**Task requirements:** Which lines of the entries contain the string "wooden"? Please find them and copy them.

**Exercise materials:**
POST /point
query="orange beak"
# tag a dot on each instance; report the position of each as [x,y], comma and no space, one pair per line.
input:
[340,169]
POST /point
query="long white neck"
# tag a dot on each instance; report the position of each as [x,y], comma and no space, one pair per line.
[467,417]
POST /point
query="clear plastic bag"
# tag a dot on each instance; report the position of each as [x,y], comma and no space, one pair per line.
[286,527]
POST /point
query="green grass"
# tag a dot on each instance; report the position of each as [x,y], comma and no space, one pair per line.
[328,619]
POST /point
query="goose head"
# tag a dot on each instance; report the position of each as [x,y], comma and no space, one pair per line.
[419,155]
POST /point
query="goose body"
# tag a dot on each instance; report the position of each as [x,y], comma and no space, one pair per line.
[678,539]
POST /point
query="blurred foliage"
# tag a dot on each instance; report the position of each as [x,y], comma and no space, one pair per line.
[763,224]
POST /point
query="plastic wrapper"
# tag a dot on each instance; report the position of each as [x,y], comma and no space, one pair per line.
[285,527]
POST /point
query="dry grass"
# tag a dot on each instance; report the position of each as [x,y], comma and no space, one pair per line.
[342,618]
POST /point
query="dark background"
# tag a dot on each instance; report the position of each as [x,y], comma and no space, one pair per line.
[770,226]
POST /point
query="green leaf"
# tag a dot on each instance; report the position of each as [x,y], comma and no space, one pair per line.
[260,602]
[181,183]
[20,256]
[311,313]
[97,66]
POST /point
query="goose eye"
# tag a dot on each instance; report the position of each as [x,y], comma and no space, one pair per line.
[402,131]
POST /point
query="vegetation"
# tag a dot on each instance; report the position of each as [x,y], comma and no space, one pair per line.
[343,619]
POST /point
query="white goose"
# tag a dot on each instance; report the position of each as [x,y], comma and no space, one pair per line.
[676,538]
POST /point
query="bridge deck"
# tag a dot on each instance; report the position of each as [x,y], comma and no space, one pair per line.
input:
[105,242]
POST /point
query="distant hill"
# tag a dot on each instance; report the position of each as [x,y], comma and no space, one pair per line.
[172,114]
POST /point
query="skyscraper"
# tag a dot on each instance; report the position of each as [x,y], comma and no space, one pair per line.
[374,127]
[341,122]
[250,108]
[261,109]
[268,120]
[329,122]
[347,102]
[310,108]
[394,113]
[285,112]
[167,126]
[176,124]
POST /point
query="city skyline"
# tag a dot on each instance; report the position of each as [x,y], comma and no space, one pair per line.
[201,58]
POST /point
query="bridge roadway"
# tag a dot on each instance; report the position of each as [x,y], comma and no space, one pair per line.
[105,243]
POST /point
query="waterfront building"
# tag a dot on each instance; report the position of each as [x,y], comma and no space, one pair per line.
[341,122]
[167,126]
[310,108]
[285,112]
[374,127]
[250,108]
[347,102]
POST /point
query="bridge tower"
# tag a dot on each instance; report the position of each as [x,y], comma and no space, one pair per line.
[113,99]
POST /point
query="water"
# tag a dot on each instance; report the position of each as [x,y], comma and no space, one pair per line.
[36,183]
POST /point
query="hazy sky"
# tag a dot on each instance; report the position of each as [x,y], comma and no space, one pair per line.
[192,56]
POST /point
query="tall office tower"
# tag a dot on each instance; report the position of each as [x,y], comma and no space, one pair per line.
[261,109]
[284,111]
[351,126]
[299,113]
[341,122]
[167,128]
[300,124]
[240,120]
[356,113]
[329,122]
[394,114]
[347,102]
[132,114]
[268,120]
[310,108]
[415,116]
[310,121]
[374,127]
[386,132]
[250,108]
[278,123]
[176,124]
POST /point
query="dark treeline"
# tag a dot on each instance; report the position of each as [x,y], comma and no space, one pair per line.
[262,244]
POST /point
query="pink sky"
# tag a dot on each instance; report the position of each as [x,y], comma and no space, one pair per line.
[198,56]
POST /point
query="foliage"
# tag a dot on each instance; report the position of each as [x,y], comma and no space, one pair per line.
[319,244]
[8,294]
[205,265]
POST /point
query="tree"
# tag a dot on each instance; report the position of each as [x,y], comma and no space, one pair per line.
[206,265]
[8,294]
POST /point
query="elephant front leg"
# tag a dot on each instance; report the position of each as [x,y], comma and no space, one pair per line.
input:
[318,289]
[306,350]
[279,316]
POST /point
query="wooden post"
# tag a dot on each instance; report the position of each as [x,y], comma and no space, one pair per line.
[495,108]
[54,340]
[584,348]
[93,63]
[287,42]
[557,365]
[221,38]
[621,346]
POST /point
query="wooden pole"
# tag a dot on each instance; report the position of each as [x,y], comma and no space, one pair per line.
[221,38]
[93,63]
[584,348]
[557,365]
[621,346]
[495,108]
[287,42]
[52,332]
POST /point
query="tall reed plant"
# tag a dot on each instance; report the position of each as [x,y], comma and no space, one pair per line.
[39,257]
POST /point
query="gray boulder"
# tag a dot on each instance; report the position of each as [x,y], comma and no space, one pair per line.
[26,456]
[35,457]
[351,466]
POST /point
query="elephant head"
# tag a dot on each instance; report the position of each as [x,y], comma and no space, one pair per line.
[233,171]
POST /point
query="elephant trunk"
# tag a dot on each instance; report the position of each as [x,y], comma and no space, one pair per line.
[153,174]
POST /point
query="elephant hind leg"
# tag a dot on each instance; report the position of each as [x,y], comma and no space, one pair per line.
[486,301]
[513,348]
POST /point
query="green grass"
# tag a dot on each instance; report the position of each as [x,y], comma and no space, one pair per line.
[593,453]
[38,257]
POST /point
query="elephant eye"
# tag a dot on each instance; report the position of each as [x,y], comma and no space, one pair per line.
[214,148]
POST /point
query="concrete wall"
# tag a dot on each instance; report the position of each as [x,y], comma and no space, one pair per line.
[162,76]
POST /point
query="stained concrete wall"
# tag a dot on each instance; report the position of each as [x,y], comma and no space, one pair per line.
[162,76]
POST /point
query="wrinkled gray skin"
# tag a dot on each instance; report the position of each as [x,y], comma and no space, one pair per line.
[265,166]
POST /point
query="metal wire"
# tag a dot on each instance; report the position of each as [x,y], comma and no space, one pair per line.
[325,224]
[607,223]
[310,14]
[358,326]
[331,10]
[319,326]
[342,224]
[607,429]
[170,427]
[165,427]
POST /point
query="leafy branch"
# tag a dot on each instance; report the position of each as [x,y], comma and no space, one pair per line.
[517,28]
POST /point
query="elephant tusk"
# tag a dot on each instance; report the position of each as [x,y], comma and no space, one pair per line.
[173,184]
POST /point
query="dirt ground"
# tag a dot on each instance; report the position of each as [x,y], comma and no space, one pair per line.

**Finished task:**
query="wooden post"
query="wooden pole"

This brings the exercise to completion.